Brazilian lawyer and sports administrator

Marco Polo Del Nero (born 22 February 1941) is a Brazilian lawyer and sports administrator. He was the president of the Brazilian Football Confederation (Confederação Brasileira de Futebol, CBF), a former member of CONMEBOL's executive committee and of the FIFA Executive Committee.

== History ==

He is a Brazilian of Italian origins from Montazzoli, Abruzzo.

Del Nero was elected president of the Federação Paulista de Futebol in 2003 and re-elected for another term in 2010. On 22 March 2012, he replaced Ricardo Teixeira on the FIFA Executive Committee.

On 16 April 2014, Del Nero was elected to replace José Maria Marin as president of the Brazilian Football Confederation in 2015.

== Involvement with FIFA Scandal ==
In May 2015, Del Nero suddenly left Zurich for Brazil, in the wake of the arrests of several FIFA executives. Del Nero resigned as a member of FIFA's executive committee in November 2015. In December 2015, after being indicted by the U.S. Department of Justice, Del Nero left the presidency, leaving Brazilian Federal Deputy Marcus Vicente as interim president.

Phrase grounding data
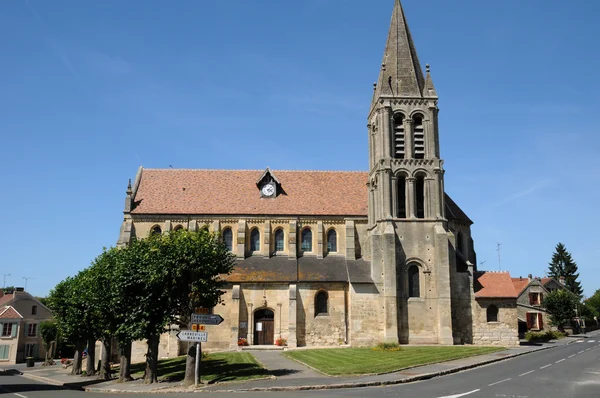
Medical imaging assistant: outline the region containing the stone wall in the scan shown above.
[473,298,519,347]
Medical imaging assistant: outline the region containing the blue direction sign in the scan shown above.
[192,314,224,325]
[177,330,208,343]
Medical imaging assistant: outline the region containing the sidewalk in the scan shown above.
[0,332,600,393]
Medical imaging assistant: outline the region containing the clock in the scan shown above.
[261,184,275,196]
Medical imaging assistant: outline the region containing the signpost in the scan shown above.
[177,307,224,387]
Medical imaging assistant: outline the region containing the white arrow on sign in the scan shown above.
[177,330,208,343]
[192,314,224,325]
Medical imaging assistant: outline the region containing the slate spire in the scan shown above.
[371,0,426,110]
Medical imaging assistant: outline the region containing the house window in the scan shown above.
[300,228,312,252]
[150,225,162,236]
[415,176,425,218]
[315,290,329,316]
[396,176,406,218]
[413,115,425,159]
[394,113,405,159]
[275,228,284,252]
[27,323,37,337]
[327,229,337,253]
[408,265,421,297]
[250,228,260,252]
[2,323,13,337]
[223,228,233,251]
[487,305,498,322]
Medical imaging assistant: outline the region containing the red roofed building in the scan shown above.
[118,0,517,356]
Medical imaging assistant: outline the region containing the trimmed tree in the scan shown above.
[548,243,583,297]
[542,290,579,330]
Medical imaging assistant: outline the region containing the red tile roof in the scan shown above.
[0,306,23,319]
[132,169,368,217]
[474,271,518,298]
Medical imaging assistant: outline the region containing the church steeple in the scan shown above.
[371,0,425,111]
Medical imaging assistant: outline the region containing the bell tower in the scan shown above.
[368,0,452,344]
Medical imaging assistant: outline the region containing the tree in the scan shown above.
[548,243,583,297]
[39,321,58,366]
[542,289,579,330]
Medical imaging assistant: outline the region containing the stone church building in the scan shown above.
[118,0,518,356]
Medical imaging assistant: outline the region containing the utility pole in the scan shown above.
[2,274,11,289]
[23,276,35,291]
[496,242,502,271]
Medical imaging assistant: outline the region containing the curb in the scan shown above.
[202,343,556,393]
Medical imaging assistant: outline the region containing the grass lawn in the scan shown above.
[285,346,504,376]
[128,352,270,383]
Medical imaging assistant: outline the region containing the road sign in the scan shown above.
[192,314,224,325]
[177,330,208,343]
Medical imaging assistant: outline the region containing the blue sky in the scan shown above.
[0,0,600,295]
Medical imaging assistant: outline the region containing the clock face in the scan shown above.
[262,184,275,196]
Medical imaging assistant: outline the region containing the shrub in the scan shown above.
[525,330,565,341]
[373,343,402,351]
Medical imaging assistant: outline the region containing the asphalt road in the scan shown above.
[0,336,600,398]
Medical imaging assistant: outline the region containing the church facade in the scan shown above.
[118,0,518,356]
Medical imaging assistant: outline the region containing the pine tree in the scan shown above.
[548,243,583,297]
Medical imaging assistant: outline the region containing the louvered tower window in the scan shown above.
[394,113,405,159]
[413,115,425,159]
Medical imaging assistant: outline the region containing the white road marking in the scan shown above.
[440,390,479,398]
[488,378,510,387]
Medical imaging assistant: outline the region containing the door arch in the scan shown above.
[254,308,275,345]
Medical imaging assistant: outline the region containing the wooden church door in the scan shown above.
[254,309,275,345]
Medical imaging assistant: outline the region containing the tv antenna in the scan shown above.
[23,276,35,291]
[2,274,11,288]
[496,242,502,271]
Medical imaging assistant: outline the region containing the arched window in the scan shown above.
[275,228,285,252]
[396,176,406,218]
[394,113,405,159]
[456,232,465,254]
[222,227,233,251]
[327,229,337,253]
[487,305,498,322]
[250,228,260,252]
[415,175,425,218]
[408,265,421,297]
[300,228,312,252]
[315,290,329,316]
[413,115,425,159]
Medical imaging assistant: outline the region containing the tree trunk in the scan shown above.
[119,341,133,382]
[85,339,96,376]
[183,343,196,386]
[100,337,112,380]
[71,342,85,376]
[144,335,160,384]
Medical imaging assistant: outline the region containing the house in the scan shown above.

Directions
Carry on the text about Marco Polo Del Nero from the point where it ends. The data above plays no part in what comes next.

Reply to the task
In April 2016, Del Nero returned as official president of the CBF.

On 15 December 2017, FIFA suspended Del Nero as the head of the Brazilian Football Confederation, as consequence of the FIFA corruption scandal.

Del Nero has not left Brazil since May 2015, not even to follow matches of the Brazil national football team, nor to attend official obligations at FIFA or Conmebol. The appointed reason is the eminence of being arrested, just like his predecessor, because of the FIFA corruption scandal. However, he does not comment on the matter.

On 27 April 2018, FIFA handed a lifetime ban to Marco Polo Del Nero for taking bribes. He was also fined one million francs.